## Provided data
++++++++
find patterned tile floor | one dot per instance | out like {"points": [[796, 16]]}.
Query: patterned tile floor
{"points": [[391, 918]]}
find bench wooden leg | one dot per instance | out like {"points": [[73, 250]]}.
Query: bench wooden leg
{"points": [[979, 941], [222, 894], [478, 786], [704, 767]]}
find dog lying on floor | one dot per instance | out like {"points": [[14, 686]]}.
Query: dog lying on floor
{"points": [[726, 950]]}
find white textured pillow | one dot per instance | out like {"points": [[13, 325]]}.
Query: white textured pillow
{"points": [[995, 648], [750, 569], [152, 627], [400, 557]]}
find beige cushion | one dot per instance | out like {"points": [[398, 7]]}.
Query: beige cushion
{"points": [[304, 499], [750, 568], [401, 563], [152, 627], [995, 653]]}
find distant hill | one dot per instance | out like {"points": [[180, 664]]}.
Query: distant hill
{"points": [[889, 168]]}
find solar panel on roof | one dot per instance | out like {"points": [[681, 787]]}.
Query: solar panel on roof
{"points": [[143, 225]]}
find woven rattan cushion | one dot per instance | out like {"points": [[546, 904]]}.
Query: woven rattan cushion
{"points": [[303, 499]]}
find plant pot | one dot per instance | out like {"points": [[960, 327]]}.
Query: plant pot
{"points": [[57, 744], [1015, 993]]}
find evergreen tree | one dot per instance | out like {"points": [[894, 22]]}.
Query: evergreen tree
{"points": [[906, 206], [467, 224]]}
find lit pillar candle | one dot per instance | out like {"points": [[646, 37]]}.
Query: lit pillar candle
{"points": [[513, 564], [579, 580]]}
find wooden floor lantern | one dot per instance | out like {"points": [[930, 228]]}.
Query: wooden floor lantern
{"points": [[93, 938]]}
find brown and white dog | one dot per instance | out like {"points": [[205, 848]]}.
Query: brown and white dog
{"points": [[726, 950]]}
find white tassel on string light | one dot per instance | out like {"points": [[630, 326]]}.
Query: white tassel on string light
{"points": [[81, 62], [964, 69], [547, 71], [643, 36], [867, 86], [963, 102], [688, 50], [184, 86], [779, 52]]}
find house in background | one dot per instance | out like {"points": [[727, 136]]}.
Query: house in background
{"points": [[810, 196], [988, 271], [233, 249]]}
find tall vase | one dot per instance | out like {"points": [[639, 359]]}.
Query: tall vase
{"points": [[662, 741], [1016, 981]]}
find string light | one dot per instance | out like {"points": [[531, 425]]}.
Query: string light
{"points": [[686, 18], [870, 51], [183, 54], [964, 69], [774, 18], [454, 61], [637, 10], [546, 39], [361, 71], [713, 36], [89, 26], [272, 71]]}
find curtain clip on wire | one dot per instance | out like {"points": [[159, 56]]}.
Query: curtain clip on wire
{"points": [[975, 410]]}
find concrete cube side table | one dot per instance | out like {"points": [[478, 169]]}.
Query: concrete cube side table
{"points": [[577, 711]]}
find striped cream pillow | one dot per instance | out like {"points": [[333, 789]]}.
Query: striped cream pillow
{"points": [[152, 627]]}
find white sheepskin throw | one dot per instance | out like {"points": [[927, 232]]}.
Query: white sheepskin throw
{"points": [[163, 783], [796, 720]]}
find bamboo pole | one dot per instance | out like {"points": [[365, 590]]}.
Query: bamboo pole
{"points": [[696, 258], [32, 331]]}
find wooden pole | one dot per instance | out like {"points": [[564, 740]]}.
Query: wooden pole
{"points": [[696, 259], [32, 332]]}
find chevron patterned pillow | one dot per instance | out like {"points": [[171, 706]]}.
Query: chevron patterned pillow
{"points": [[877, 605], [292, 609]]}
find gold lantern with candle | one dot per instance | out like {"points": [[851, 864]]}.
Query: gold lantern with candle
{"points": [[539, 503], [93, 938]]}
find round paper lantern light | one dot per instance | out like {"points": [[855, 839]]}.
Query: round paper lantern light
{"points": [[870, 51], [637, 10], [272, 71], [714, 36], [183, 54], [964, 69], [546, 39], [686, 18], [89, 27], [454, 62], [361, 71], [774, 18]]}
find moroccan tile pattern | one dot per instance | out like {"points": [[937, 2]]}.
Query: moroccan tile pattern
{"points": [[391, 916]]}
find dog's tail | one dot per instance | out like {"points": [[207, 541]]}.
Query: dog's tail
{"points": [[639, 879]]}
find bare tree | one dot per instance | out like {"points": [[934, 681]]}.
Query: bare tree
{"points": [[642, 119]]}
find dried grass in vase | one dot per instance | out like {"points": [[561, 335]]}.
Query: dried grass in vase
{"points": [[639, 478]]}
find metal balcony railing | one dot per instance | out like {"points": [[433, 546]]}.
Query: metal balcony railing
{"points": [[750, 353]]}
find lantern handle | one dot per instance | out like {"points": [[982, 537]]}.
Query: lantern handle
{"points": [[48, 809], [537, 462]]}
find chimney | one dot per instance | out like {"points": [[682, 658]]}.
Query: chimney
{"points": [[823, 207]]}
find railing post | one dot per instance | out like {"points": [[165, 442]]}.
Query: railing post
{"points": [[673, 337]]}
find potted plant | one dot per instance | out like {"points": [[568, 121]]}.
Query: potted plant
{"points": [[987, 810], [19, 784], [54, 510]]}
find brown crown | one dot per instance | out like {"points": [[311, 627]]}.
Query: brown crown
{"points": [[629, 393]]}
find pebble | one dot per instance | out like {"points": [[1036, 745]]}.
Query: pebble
++++++++
Change every "one dot per instance" in the items above to "one point per instance", leaving all other text unchanged.

find patterned tile floor | one point per instance | out like {"points": [[796, 16]]}.
Query: patterned tile floor
{"points": [[391, 918]]}
find bench wooden leg | one point per instance | out like {"points": [[73, 250]]}.
Query: bench wooden leg
{"points": [[979, 941], [222, 894], [478, 786], [704, 767]]}
find dog lying on floor | one point per instance | out like {"points": [[14, 686]]}.
Query: dog lying on floor
{"points": [[726, 950]]}
find white textured pillow | one point per instance | out like {"points": [[13, 325]]}.
Query: white textured pillow
{"points": [[995, 648], [750, 569], [152, 627], [400, 557]]}
find beige cushion | one point per instance | out like {"points": [[398, 7]]}.
Query: beige cushion
{"points": [[304, 499], [750, 568], [401, 563], [152, 627], [995, 653]]}
find distant hill | one point per instance | out like {"points": [[180, 664]]}.
Query: distant hill
{"points": [[889, 168]]}
find solar panel on roof | one point per instance | out like {"points": [[681, 787]]}.
Query: solar panel on roof
{"points": [[143, 225]]}
find woven rattan cushion | one point per instance | out like {"points": [[546, 904]]}.
Query: woven rattan cushion
{"points": [[303, 499]]}
find plant pot | one point per instance | out like {"points": [[960, 327]]}.
Query: plant pot
{"points": [[57, 744], [1015, 993]]}
find evergreen tree | one point per instance | out like {"points": [[894, 22]]}.
Query: evergreen tree
{"points": [[906, 206], [467, 224]]}
find lit pillar candle | one point per instance | out like {"points": [[646, 37]]}.
Query: lit pillar candle
{"points": [[513, 564], [579, 580]]}
find wooden floor lantern | one point per instance | out like {"points": [[930, 228]]}.
Query: wooden floor lantern
{"points": [[93, 938]]}
find brown and white dog | one point per instance | out like {"points": [[205, 848]]}.
Query: brown and white dog
{"points": [[726, 950]]}
find white tassel on string light | one point per instance | out like {"points": [[630, 326]]}.
Query: white tassel on string light
{"points": [[81, 62], [964, 69], [547, 71], [643, 36], [867, 86], [963, 102], [688, 50], [184, 86], [779, 52]]}
find house in background | one point per instance | out like {"points": [[727, 136]]}.
Query: house in background
{"points": [[810, 196], [988, 271], [233, 249]]}
find tall vase | one point per instance | out like {"points": [[639, 359]]}.
Query: tall vase
{"points": [[662, 741], [1016, 981]]}
find string light | one point per instance | out like {"points": [[531, 425]]}.
Query: string light
{"points": [[686, 18], [870, 51], [183, 54], [964, 69], [774, 18], [454, 61], [637, 10], [546, 39], [361, 71], [713, 36], [89, 26], [272, 71]]}
find curtain clip on wire | one point per instance | out like {"points": [[159, 56]]}.
Query: curtain clip on wire
{"points": [[975, 410]]}
find concrete cube side table | one point per instance | out like {"points": [[478, 169]]}.
Query: concrete cube side table
{"points": [[577, 711]]}
find striped cream pillow | one point per instance | out like {"points": [[333, 789]]}.
Query: striped cream pillow
{"points": [[152, 627]]}
find white sheepskin throw | one point per instance | out like {"points": [[927, 232]]}.
Query: white sheepskin throw
{"points": [[163, 783], [796, 720]]}
find bamboo pole | one point per instance | out like {"points": [[365, 590]]}.
Query: bamboo pole
{"points": [[696, 258], [32, 331]]}
find wooden pole | one point per instance | out like {"points": [[564, 740]]}.
Query: wooden pole
{"points": [[696, 259], [32, 332]]}
find chevron patterned pillow | one point per instance | out like {"points": [[171, 706]]}.
Query: chevron patterned pillow
{"points": [[877, 605], [292, 609]]}
find gold lantern with candle | one point per instance | out like {"points": [[851, 864]]}.
Query: gold lantern with candle
{"points": [[539, 503], [93, 938]]}
find round paper lantern light | one point per instance | out like {"points": [[855, 839]]}.
Query: round paper lantern light
{"points": [[870, 51], [637, 10], [272, 71], [714, 36], [183, 54], [964, 69], [546, 39], [686, 18], [89, 27], [454, 62], [361, 71], [774, 18]]}
find moroccan tile pattern | one point per instance | out like {"points": [[937, 2]]}.
Query: moroccan tile pattern
{"points": [[391, 916]]}
find dog's tail | one point per instance | out like {"points": [[207, 541]]}.
Query: dog's tail
{"points": [[639, 879]]}
find bare tree | one point per instance | out like {"points": [[934, 681]]}.
Query: bare tree
{"points": [[642, 119]]}
find dried grass in vase | one point per instance | out like {"points": [[561, 335]]}.
Query: dried grass in vase
{"points": [[639, 478]]}
find metal balcony railing | one point per instance | out like {"points": [[433, 546]]}.
Query: metal balcony railing
{"points": [[750, 353]]}
find lantern handle | one point per instance | out like {"points": [[982, 537]]}.
Query: lantern handle
{"points": [[48, 809], [537, 462]]}
find chimney | one point per instance | out like {"points": [[682, 658]]}.
Query: chimney
{"points": [[823, 207]]}
find railing post | one point per instance | out like {"points": [[165, 442]]}.
Query: railing post
{"points": [[673, 337]]}
find potted plant | one point per instance | out like {"points": [[568, 121]]}.
Query: potted plant
{"points": [[987, 810], [19, 784], [54, 510]]}
find brown crown | one point per instance | out like {"points": [[311, 627]]}.
Query: brown crown
{"points": [[629, 393]]}
find pebble | one point per instance | out like {"points": [[1036, 745]]}.
Query: pebble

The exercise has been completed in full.